| Text segment |

‘Socialism proper’ is when the wealth of society is in the hands of the commons or the public as opposed to a particular individual or individuals. Quasi-socialism is piece-meal socialism embedded in capitalist societies. Examples of this are workers unions, social programs, the public ownership of roads and parks, or anything else that gives the working class and the public in general a greater degree of power.
Quasi-socialism has been deeply implanted in Western European and North American countries. Without it a society is always precariously teetering according to the whims of the economy. As a result, the people that live in that society are also precariously teetering between survival and death. Each day people starve to death in a world where there is enough for everybody.
Imagine the world where there is no quasi-socialism. A world where capitalism is completely unfettered and little or no social programs are in place. This is the situation in many countries around the world and it is a situation that capitalism tends toward through time.
In this situation a worker must sell his or her time to a business owner in order to eat, to buy health care and medicine, to feed the children, to buy electricity and so on. Without money the individual has no freedom, none whatsoever. He or she is not even free to access these basic necessities. Money is required to survive and without it, you don't. For the citizen and her children to be free of the stalking grim reaper she must surrender her time and labour to a business owner and produce wealth or provide services to that business owner. There is absolutely no freedom in this situation. It is a situation of wage-slavery. The choice is simple and stark. Either sell your time to a capitalist or die. So, obviously, the citizen sells his or her time to a capitalist.

| Information given |
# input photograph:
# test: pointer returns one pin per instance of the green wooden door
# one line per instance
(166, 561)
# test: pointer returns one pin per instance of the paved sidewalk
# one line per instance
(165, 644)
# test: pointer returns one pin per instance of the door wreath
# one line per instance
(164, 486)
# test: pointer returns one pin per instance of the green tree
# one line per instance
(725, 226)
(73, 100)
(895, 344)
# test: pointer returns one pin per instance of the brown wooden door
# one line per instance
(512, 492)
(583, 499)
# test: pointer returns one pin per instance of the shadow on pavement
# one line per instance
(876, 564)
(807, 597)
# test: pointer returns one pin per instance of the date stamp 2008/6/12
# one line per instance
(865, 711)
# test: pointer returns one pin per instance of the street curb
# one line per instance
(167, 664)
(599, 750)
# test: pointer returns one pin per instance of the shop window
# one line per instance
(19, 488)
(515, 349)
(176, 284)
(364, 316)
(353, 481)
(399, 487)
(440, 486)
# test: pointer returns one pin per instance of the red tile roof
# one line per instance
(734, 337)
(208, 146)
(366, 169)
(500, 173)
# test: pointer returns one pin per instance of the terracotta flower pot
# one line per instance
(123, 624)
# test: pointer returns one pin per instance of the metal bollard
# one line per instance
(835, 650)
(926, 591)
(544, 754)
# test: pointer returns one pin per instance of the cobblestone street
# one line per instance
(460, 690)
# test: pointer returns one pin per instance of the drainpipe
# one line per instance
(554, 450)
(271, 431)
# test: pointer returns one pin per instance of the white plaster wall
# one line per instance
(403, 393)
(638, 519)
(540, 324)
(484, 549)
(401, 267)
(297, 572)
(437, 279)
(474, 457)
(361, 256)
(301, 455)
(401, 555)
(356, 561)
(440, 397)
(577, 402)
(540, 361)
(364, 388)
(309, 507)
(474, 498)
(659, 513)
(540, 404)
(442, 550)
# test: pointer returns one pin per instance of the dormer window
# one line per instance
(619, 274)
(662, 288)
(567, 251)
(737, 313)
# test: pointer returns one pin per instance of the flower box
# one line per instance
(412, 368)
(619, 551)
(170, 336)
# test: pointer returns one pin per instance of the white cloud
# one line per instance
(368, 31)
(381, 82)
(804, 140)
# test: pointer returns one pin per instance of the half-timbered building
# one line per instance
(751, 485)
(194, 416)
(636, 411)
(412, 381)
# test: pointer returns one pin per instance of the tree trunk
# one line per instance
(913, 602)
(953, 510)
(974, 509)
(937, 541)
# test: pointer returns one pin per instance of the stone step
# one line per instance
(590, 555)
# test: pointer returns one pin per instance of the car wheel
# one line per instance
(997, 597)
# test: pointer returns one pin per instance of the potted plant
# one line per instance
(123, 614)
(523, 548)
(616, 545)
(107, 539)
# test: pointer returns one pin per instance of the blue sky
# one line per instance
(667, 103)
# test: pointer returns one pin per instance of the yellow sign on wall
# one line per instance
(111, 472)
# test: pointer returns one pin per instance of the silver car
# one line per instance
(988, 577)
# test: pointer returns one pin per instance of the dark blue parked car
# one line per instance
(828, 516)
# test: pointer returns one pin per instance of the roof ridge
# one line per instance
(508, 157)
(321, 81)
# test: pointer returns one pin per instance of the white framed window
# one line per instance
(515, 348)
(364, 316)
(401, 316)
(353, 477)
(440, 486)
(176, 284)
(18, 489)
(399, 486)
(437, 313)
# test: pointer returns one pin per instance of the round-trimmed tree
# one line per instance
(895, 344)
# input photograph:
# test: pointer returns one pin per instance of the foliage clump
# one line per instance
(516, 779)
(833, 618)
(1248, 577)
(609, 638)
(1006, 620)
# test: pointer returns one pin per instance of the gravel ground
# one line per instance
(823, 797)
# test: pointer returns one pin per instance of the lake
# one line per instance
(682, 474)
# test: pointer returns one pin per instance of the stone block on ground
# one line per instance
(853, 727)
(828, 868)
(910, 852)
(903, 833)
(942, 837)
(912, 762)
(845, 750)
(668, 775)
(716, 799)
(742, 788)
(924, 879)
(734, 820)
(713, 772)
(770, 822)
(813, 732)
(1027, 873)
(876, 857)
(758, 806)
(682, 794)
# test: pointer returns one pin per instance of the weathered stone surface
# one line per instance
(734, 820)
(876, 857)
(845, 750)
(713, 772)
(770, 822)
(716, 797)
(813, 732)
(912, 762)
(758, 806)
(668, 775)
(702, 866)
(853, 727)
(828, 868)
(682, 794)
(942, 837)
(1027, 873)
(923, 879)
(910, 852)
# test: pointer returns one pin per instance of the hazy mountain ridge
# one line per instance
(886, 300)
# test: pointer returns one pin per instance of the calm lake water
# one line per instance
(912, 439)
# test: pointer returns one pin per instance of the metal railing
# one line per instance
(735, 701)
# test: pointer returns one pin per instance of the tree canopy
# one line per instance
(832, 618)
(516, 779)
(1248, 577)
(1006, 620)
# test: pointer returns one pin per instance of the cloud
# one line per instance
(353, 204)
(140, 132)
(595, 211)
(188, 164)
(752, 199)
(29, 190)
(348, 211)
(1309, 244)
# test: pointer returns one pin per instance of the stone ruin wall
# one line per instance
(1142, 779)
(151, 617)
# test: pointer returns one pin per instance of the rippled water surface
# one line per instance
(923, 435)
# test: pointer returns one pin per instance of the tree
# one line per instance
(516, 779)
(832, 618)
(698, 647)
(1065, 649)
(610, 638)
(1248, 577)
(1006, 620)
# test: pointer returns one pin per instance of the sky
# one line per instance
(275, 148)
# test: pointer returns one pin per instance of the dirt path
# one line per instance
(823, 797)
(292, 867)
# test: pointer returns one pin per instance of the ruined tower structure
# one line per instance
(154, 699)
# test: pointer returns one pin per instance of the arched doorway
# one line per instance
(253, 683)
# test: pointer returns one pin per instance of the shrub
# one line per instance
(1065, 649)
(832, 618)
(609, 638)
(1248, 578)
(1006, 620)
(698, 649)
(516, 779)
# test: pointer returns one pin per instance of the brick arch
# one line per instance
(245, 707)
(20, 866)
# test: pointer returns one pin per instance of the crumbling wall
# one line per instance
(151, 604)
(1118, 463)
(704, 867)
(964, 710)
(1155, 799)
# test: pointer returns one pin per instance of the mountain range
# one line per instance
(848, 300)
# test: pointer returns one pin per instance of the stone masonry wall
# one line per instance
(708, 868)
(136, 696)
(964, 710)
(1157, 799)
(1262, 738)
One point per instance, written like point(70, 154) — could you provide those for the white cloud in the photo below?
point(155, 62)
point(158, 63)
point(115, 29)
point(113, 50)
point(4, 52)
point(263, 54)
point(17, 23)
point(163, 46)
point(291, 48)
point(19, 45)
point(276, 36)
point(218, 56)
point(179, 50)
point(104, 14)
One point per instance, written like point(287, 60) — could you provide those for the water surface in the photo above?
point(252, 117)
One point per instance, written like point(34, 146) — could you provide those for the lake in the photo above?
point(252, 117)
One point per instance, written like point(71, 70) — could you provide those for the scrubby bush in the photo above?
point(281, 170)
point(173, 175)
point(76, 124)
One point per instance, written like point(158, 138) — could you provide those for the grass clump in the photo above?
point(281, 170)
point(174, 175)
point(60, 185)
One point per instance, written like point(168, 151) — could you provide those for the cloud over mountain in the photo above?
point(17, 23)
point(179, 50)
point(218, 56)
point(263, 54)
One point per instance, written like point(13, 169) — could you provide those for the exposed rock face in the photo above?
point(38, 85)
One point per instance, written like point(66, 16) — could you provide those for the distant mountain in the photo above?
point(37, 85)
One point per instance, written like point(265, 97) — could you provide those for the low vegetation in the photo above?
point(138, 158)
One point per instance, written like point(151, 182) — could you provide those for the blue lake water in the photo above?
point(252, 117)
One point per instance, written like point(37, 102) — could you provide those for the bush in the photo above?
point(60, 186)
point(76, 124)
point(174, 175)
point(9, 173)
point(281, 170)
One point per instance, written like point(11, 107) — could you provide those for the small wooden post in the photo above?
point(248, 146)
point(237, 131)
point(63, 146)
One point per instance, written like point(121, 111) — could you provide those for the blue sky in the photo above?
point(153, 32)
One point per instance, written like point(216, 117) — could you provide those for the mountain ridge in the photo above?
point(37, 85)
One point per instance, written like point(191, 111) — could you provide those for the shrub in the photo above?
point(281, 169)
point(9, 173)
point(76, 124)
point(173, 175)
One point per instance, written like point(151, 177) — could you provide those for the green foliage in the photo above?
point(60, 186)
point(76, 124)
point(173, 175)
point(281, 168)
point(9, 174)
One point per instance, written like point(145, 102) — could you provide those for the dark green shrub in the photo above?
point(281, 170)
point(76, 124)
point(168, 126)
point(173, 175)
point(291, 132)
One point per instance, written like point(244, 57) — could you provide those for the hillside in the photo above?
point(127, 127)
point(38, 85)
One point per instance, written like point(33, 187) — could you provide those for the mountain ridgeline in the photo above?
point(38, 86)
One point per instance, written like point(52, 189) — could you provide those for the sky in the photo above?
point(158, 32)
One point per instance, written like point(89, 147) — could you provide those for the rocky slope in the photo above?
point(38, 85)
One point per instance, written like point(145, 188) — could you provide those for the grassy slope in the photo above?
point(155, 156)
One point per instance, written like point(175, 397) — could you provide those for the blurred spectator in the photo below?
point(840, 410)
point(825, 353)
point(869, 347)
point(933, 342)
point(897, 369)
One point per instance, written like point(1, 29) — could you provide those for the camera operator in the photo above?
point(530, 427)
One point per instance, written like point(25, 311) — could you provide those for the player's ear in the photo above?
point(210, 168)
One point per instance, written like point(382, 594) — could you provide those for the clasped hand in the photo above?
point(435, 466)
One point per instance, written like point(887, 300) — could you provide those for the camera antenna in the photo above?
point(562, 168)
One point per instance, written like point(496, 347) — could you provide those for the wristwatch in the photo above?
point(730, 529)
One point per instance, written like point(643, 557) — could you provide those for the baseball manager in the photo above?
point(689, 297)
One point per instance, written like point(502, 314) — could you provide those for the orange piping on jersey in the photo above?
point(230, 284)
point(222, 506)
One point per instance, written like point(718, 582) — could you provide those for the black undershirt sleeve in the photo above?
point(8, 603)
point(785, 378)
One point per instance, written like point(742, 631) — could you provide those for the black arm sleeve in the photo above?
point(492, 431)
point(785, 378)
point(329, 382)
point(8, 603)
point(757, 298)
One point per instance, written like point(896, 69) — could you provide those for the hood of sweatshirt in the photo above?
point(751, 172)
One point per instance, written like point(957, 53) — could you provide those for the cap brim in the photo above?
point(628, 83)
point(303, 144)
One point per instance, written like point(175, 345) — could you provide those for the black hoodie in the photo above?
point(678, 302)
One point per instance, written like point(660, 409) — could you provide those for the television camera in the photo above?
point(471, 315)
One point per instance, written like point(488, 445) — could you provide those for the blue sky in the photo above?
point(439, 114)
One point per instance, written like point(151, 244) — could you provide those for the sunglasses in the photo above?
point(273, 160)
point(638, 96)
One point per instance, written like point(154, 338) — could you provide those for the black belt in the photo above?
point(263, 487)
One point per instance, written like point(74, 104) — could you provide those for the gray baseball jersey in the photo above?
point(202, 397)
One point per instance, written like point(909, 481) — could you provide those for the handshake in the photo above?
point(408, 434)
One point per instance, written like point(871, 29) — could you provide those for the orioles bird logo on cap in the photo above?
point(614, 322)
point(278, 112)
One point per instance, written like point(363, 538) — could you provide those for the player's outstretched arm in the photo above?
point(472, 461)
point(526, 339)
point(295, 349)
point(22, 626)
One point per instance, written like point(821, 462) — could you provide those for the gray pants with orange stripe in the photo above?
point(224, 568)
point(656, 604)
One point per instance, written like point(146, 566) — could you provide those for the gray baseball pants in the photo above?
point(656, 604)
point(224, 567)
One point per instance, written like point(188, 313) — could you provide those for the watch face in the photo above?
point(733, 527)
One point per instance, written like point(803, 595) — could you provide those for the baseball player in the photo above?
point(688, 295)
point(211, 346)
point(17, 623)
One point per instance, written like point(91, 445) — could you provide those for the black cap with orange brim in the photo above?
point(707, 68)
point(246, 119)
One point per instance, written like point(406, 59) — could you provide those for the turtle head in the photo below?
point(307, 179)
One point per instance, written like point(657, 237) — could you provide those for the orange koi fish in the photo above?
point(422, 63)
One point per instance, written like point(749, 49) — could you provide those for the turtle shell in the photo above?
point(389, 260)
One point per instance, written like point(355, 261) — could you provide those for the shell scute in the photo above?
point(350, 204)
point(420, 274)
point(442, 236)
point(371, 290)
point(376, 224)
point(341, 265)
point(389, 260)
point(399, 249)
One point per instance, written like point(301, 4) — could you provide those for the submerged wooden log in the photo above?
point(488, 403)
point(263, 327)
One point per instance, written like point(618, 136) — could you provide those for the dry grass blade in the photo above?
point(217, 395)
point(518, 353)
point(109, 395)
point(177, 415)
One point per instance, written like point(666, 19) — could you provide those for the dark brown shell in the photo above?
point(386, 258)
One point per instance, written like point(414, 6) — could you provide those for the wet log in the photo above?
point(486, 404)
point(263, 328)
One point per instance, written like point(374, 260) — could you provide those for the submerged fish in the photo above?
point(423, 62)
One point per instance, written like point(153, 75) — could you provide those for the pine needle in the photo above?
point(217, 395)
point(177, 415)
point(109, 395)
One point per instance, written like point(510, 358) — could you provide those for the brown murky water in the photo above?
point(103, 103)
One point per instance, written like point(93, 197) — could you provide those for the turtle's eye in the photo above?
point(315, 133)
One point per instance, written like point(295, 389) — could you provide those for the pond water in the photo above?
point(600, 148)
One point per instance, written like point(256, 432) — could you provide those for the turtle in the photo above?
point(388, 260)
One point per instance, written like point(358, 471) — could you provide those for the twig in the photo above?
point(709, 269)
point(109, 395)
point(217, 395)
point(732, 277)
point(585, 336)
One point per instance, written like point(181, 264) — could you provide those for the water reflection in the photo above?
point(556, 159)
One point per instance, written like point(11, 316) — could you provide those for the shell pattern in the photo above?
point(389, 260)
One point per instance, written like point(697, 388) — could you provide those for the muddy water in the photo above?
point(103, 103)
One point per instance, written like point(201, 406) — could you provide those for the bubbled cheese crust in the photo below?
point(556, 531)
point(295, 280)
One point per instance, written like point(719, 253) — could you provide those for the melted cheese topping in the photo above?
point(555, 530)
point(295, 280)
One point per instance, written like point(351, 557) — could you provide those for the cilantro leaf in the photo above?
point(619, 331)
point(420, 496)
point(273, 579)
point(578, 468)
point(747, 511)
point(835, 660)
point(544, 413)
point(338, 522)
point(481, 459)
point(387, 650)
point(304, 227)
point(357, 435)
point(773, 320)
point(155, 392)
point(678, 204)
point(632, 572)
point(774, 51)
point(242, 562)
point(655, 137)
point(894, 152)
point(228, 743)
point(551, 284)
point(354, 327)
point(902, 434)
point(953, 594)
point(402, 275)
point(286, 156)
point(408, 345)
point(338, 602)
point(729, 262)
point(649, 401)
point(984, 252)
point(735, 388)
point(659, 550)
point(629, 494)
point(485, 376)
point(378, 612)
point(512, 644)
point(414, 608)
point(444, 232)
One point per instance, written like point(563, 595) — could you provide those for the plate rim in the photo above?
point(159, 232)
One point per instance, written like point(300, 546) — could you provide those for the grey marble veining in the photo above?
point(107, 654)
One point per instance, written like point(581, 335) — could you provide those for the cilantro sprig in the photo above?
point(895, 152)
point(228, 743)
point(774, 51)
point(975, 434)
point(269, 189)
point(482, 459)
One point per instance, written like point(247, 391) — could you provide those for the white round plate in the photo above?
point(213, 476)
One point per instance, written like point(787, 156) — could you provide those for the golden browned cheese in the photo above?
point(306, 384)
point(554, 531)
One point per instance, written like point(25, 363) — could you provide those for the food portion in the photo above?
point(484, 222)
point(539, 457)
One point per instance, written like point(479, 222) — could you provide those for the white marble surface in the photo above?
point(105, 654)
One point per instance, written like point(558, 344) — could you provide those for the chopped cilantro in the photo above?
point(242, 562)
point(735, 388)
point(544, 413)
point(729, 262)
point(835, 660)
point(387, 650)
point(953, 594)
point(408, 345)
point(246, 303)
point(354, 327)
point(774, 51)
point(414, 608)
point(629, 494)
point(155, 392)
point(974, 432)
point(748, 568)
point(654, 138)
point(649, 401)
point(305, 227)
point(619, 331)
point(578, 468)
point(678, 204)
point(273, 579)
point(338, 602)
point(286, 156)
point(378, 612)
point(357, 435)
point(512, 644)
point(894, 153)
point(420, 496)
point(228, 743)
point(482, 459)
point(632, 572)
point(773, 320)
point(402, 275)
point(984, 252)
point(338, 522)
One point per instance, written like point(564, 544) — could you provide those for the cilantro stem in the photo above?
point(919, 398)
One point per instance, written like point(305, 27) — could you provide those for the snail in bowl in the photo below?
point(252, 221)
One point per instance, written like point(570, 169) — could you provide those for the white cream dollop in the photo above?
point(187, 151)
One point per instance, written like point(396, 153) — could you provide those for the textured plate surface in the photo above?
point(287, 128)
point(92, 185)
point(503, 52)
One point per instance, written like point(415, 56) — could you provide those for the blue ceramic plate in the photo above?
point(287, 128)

| Prompt A |
Decide whether each statement agrees with the essay on quasi-socialism. Answer yes or no for each and quote the words of the essay that decide it. (i) The essay gives workers unions as an example of quasi-socialism. (ii) The essay says quasi-socialism has been deeply implanted in Asian countries. (iii) The essay says capitalism tends over time toward a situation with little or no social programs.
| Prompt B |
Return the passage of the essay on quasi-socialism from "Imagine the world" up to and including "toward through time.", copied without any changes.

| Answer A |
(i) Yes: "Examples of this are workers unions, social programs, the public ownership of roads and parks"
(ii) No: "Quasi-socialism has been deeply implanted in Western European and North American countries."
(iii) Yes: "This is the situation in many countries around the world and it is a situation that capitalism tends toward through time."

| Answer B |
Imagine the world where there is no quasi-socialism. A world where capitalism is completely unfettered and little or no social programs are in place. This is the situation in many countries around the world and it is a situation that capitalism tends toward through time.